▸ **WORK INSTRUCTIONS**: Copy the records below with each "Objective" swapped for "Goal" and nothing else changed. Leave the pictures out.

......

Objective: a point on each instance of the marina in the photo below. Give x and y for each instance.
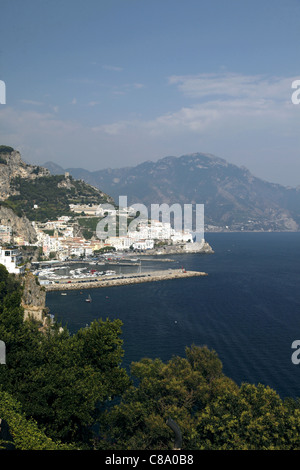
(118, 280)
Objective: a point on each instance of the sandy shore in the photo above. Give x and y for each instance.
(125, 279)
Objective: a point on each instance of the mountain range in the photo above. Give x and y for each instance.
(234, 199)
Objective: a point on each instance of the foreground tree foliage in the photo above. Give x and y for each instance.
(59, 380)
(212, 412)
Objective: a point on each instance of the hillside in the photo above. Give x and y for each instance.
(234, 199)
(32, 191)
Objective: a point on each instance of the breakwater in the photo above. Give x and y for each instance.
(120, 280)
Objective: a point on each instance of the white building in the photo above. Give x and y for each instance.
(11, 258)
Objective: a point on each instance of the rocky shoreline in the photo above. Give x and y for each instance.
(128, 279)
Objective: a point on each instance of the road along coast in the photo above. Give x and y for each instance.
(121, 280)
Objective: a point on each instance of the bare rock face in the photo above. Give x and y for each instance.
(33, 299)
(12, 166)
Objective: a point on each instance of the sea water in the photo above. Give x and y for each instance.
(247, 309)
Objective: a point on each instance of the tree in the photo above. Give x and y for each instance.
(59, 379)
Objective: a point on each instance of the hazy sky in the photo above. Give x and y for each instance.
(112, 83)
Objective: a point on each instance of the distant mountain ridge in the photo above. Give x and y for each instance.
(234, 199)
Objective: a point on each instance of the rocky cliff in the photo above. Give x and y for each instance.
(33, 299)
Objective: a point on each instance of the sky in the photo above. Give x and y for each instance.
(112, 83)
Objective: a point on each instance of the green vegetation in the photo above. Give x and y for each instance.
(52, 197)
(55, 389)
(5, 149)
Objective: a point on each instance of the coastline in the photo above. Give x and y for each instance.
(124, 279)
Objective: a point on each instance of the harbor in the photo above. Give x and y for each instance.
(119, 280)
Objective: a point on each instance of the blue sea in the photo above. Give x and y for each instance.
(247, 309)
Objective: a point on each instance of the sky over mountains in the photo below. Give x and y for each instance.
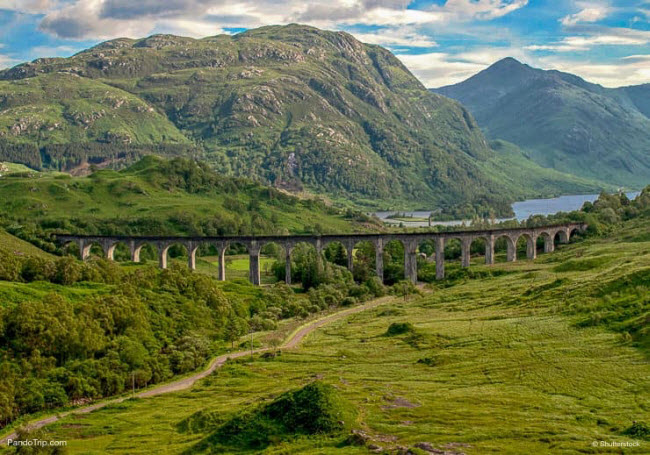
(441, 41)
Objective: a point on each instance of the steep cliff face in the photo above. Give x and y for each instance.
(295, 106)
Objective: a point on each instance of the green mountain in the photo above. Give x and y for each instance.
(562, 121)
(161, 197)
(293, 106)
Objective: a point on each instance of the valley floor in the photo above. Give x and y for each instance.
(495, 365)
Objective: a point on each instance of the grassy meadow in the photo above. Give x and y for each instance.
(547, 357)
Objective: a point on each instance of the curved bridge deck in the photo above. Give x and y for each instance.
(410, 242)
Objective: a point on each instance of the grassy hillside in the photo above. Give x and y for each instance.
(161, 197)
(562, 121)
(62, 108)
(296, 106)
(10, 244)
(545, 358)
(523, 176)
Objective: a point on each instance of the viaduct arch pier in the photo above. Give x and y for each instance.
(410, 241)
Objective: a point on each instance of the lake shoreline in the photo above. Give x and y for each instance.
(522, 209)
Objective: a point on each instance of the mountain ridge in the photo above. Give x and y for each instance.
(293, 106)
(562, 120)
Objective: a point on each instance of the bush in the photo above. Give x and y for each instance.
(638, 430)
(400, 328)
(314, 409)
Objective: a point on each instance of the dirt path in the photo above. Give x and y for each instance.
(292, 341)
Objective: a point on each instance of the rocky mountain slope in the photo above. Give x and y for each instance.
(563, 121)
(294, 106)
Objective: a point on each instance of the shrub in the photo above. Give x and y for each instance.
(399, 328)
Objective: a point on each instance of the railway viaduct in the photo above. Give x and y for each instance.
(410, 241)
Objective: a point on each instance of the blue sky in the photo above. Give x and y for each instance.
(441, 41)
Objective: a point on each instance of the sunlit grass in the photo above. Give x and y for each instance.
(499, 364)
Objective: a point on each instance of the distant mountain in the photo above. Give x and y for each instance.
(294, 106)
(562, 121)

......

▸ **TASK RESPONSE**:
Goal: a point on each instance of the marina in the photo below. Give x and y for each instance.
(118, 280)
Goal: a point on each instance of the sandy shore in the photo above. Give x and y for each instance.
(125, 279)
Goal: a point on each instance of the mountain range in the photo above. Give x and y for each instance.
(234, 199)
Goal: a point on each instance of the foreground tree foliage in the photo above. Give x and y for each instance.
(59, 380)
(212, 412)
Goal: a point on each instance of the hillside in the photo above. Give x and y for each instance.
(234, 199)
(32, 191)
Goal: a point on each instance of the breakwater in the photo above. Give x and y for each instance.
(120, 280)
Goal: a point on each instance of the white building in the photo above. Give x and y for each instance.
(11, 258)
Goal: a point on each instance of the rocky shoreline in the photo above. Give x and y for each instance.
(128, 279)
Goal: a point on each instance of the road along coast in the photo above. Give x and y for each instance.
(121, 280)
Goal: a point on each instance of the bare rock face in the photo above. Give x and y for each instance.
(33, 299)
(12, 166)
Goal: a point on each instance of the sea water in the photo above. Give x and y for each instance.
(247, 309)
Goal: a point on each instance of the tree in the photo above. Give x and y for each instance.
(59, 379)
Goal: a point on each instance of the hazy sky in the photo above. Give x and y for each instance.
(112, 83)
Goal: a point on each instance of the distant mountain ridge in the photo above. Give x and y for each instance.
(234, 199)
Goal: a point on each instance of the rocky cliff in the photo above. Give x and y for each instance.
(33, 299)
Goal: a point on each instance of the sky in the photo above. Give x and y for each instance.
(112, 83)
Goal: a point on each instance of the green vegetation in the photo above. Give x and y for each instance.
(52, 197)
(55, 389)
(5, 149)
Goal: a point on each instance of the coastline in the photo above. Give x and y for each instance.
(124, 279)
Goal: a point on each instance of the harbor in the photo above. Give x and y for each instance.
(119, 280)
Goal: a point on each instance of the blue sea in the photo above. Give x and y for each instance.
(247, 309)
Goal: a point on each instance of the sky over mountains in the photo below. Give x and y for each instance.
(441, 41)
Goal: a point on each instance of the steep cliff face in the photo above. Give x and y for each instance.
(295, 106)
Goal: a point on each instance of the green mountain in the photo above. Give x and y for each instance.
(562, 121)
(161, 197)
(293, 106)
Goal: a point on each instance of the valley floor in the photo above. Give x and y for each instance.
(495, 365)
Goal: a point on each instance of the grassy meadow in the photo above. Give x and y for each instance.
(547, 357)
Goal: a point on each instance of the curved bridge deck in the photo above. Give x and y for each instance.
(410, 242)
Goal: a point on each instance of the grassy hillside in the photo above. Give x and y for each instance.
(161, 197)
(562, 121)
(62, 108)
(296, 106)
(10, 244)
(545, 358)
(523, 176)
Goal: a point on each instance of the viaduct arch pier in the photo above. Give x and y for each instance.
(410, 241)
Goal: a point on each instance of the lake shoreline in the photo above. Give x and y for each instance.
(522, 209)
Goal: a point on each instance of the mountain ridge in the photo above. Give x and y for each instance.
(293, 106)
(562, 120)
Goal: a point on each instance of the bush in the photo above. Give x and y for each instance.
(638, 430)
(400, 328)
(314, 409)
Goal: a point on each instance of the dirt path in the photo above. Give x and y for each instance.
(292, 341)
Goal: a point on each instance of the rocky mountain slope in the photo above. Give x and y for each instance.
(563, 121)
(294, 106)
Goal: a point on each instance of the shrub in the photo above. Give x and y for each instance.
(399, 328)
Goal: a point on each instance of the railway viaduct in the photo above. Give x and y for each instance.
(410, 241)
Goal: a point on each instance of the blue sky in the photo above. Give x and y for each instance.
(441, 41)
Goal: a point on each instance of the sunlit grass in the photo above. Give x and y for each instance.
(499, 364)
Goal: a point on each instance of the distant mountain in the photo above. Give x and y for each instance.
(294, 106)
(562, 121)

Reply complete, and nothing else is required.